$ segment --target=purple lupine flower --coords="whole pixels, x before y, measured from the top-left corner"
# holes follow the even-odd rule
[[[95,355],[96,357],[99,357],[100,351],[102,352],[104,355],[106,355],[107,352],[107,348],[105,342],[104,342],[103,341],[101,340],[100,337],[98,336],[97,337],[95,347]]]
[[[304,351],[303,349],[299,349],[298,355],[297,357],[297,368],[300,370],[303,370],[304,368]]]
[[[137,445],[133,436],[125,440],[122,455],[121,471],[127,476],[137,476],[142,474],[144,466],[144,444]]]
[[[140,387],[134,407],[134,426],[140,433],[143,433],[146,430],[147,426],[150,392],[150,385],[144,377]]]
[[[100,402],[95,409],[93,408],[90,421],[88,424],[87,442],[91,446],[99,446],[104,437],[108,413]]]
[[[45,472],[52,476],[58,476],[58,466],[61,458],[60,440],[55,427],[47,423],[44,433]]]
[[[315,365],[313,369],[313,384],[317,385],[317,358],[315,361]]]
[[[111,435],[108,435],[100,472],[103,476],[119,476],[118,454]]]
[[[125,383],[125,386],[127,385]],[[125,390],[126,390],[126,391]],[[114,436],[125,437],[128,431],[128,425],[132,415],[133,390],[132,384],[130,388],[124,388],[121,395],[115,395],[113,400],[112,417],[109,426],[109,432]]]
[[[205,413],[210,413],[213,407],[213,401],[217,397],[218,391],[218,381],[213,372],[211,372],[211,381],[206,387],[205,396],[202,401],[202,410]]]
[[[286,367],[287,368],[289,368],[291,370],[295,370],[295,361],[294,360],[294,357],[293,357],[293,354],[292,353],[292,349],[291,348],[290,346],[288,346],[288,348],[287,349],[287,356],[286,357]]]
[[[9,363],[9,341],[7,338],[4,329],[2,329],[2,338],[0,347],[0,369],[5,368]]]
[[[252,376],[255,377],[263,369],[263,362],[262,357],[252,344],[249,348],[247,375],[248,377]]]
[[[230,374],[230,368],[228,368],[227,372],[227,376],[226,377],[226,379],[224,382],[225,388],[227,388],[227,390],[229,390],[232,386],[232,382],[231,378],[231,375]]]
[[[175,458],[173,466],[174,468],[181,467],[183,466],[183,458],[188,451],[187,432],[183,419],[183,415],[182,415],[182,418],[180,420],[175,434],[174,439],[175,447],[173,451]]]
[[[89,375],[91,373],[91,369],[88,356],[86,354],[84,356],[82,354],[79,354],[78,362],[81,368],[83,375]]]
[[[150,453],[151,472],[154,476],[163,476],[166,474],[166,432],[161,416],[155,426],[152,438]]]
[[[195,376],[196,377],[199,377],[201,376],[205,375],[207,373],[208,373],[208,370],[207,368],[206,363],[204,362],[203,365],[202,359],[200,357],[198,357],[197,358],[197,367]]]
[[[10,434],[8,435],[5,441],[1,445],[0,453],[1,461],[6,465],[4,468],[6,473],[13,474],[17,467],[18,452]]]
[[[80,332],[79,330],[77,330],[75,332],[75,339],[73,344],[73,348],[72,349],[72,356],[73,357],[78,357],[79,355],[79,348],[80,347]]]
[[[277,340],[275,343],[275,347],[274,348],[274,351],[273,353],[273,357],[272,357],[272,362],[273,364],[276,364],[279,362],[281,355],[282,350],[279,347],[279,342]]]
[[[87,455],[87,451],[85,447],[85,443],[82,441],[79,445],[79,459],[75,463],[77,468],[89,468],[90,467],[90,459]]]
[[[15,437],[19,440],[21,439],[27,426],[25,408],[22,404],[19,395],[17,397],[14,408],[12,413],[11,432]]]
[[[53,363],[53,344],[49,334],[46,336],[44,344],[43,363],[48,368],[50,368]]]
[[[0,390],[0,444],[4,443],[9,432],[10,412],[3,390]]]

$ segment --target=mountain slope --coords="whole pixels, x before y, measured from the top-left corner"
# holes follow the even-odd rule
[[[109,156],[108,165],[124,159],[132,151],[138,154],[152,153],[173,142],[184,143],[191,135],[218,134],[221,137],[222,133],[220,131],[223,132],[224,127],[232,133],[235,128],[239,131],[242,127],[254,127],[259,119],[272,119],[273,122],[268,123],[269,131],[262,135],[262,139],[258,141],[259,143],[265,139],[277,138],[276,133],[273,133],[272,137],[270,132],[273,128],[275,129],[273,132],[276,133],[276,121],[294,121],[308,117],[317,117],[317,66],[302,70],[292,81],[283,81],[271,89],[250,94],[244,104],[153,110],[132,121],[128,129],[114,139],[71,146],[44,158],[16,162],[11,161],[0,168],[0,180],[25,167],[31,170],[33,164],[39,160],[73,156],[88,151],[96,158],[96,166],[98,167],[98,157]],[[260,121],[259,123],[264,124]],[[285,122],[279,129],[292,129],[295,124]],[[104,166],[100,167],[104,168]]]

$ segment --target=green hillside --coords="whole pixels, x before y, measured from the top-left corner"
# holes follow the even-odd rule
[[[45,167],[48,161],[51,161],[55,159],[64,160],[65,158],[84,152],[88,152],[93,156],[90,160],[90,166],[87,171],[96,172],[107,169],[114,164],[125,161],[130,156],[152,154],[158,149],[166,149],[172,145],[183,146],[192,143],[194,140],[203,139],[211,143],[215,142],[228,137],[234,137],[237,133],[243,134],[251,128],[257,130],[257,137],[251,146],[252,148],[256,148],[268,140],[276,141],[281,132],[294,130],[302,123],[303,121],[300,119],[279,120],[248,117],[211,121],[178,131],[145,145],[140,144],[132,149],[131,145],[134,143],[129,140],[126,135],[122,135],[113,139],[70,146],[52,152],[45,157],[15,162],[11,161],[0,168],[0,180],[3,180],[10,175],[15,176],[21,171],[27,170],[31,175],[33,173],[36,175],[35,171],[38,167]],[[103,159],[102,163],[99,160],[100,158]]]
----------
Copy every row above line for line, with each character kept as it appears.

$ segment --target=purple lupine flower --coords="whole pixels, x before y, measured from the top-left corner"
# holes follow the even-odd rule
[[[95,355],[96,357],[99,357],[100,351],[102,352],[104,355],[106,355],[107,352],[107,348],[105,342],[104,342],[103,341],[101,340],[100,337],[98,336],[97,337],[95,347]]]
[[[304,351],[303,349],[299,349],[298,355],[297,357],[297,368],[300,370],[303,370],[304,368]]]
[[[137,445],[133,436],[125,440],[122,455],[121,471],[127,476],[137,476],[142,474],[144,466],[144,444]]]
[[[140,387],[134,407],[134,426],[140,433],[143,433],[146,430],[147,426],[150,392],[150,385],[144,377]]]
[[[100,402],[95,409],[93,408],[90,421],[88,424],[87,442],[91,446],[99,446],[104,437],[108,413]]]
[[[45,472],[52,476],[58,476],[58,466],[61,458],[60,440],[55,427],[47,423],[44,433]]]
[[[315,365],[313,369],[313,384],[317,385],[317,358],[315,361]]]
[[[111,435],[108,435],[100,472],[103,476],[119,476],[118,454]]]
[[[125,383],[125,386],[127,385]],[[125,390],[126,390],[126,391]],[[114,436],[125,437],[128,431],[128,425],[132,415],[133,390],[132,384],[130,388],[124,388],[121,395],[115,395],[113,400],[112,417],[109,426],[109,432]]]
[[[205,413],[210,413],[213,407],[213,401],[217,397],[218,391],[218,381],[213,372],[211,372],[211,381],[206,387],[205,396],[202,401],[202,410]]]
[[[286,367],[287,368],[289,368],[291,370],[295,370],[295,361],[294,360],[294,357],[293,357],[293,354],[292,353],[292,349],[291,348],[290,346],[288,346],[288,348],[287,349],[287,356],[286,357]]]
[[[9,363],[9,341],[7,338],[4,329],[2,329],[2,338],[0,347],[0,369],[5,368]]]
[[[252,376],[255,377],[263,369],[263,362],[262,357],[252,344],[249,348],[247,375],[248,377]]]
[[[230,374],[230,368],[228,368],[227,372],[227,376],[226,377],[226,379],[224,382],[225,388],[227,388],[227,390],[229,390],[232,386],[232,382],[231,378],[231,375]]]
[[[175,458],[173,466],[174,468],[181,467],[183,466],[183,458],[188,451],[187,432],[183,419],[183,415],[182,415],[182,418],[180,420],[175,434],[174,439],[175,447],[173,451]]]
[[[89,375],[91,373],[91,369],[88,356],[86,354],[84,356],[82,354],[79,354],[78,362],[81,368],[83,375]]]
[[[150,453],[151,472],[154,476],[163,476],[166,474],[166,432],[161,416],[155,426],[152,438]]]
[[[195,376],[196,377],[199,377],[201,376],[205,375],[207,373],[208,373],[208,370],[207,368],[206,363],[204,362],[203,365],[202,359],[200,357],[198,357],[197,358],[197,367]]]
[[[10,434],[8,435],[5,441],[1,445],[0,453],[1,461],[6,465],[4,468],[6,473],[13,474],[17,467],[18,452]]]
[[[80,332],[79,330],[77,330],[75,332],[75,339],[73,344],[73,348],[72,349],[72,356],[73,357],[78,357],[79,355],[79,348],[80,347]]]
[[[277,340],[275,343],[275,347],[274,348],[274,351],[273,353],[273,357],[272,357],[272,362],[273,364],[276,364],[279,362],[281,355],[282,350],[279,347],[279,342]]]
[[[87,455],[87,451],[85,447],[85,443],[82,441],[79,445],[79,459],[75,463],[77,468],[89,468],[90,467],[90,459]]]
[[[15,437],[19,440],[21,439],[27,426],[25,408],[22,404],[19,395],[17,397],[14,408],[12,413],[11,432]]]
[[[53,363],[53,344],[49,334],[46,336],[44,344],[43,363],[48,368],[50,368]]]
[[[0,390],[0,444],[4,443],[9,432],[10,412],[3,390]]]

$ segment --target=mountain slope --coords="whole pixels, x before y, measured from the top-left corner"
# holes follow the even-odd rule
[[[109,156],[108,165],[124,159],[132,151],[138,154],[152,153],[173,142],[184,143],[191,135],[218,134],[221,137],[222,133],[220,131],[223,132],[224,127],[232,133],[235,128],[239,131],[242,127],[254,127],[259,119],[272,119],[273,122],[268,123],[269,131],[262,135],[262,139],[258,141],[259,143],[265,139],[277,138],[276,133],[273,133],[272,137],[270,132],[273,128],[275,129],[273,132],[276,133],[276,121],[294,121],[308,117],[317,117],[317,66],[302,70],[292,81],[283,81],[271,89],[250,94],[244,104],[153,110],[132,121],[128,129],[114,139],[71,146],[44,158],[16,162],[11,161],[0,168],[0,180],[25,167],[31,170],[33,164],[39,160],[73,156],[88,151],[96,158],[96,166],[98,167],[98,157]],[[260,121],[259,123],[264,124]],[[285,122],[279,129],[292,129],[295,124]],[[104,166],[100,167],[104,168]]]

$ segment --target=green hillside --coords="whole pixels, x before y, measured from the top-left corner"
# holes follow the even-odd rule
[[[45,167],[48,161],[51,161],[55,159],[64,160],[65,158],[84,152],[88,152],[93,156],[90,160],[90,166],[87,171],[96,172],[107,169],[114,164],[125,161],[130,156],[152,154],[158,149],[166,149],[172,145],[183,146],[192,143],[194,140],[203,139],[211,143],[215,142],[228,137],[234,137],[237,133],[243,134],[251,128],[257,130],[257,137],[251,146],[252,148],[256,148],[268,140],[276,141],[281,132],[294,130],[302,123],[303,121],[300,119],[279,120],[248,117],[211,121],[178,131],[145,145],[140,144],[132,149],[131,145],[134,143],[129,140],[126,135],[122,135],[113,139],[70,146],[52,152],[45,157],[15,162],[11,161],[0,168],[0,180],[3,180],[10,175],[15,176],[21,171],[27,170],[31,175],[33,173],[36,175],[35,171],[38,167]],[[103,159],[102,163],[99,160],[100,158]]]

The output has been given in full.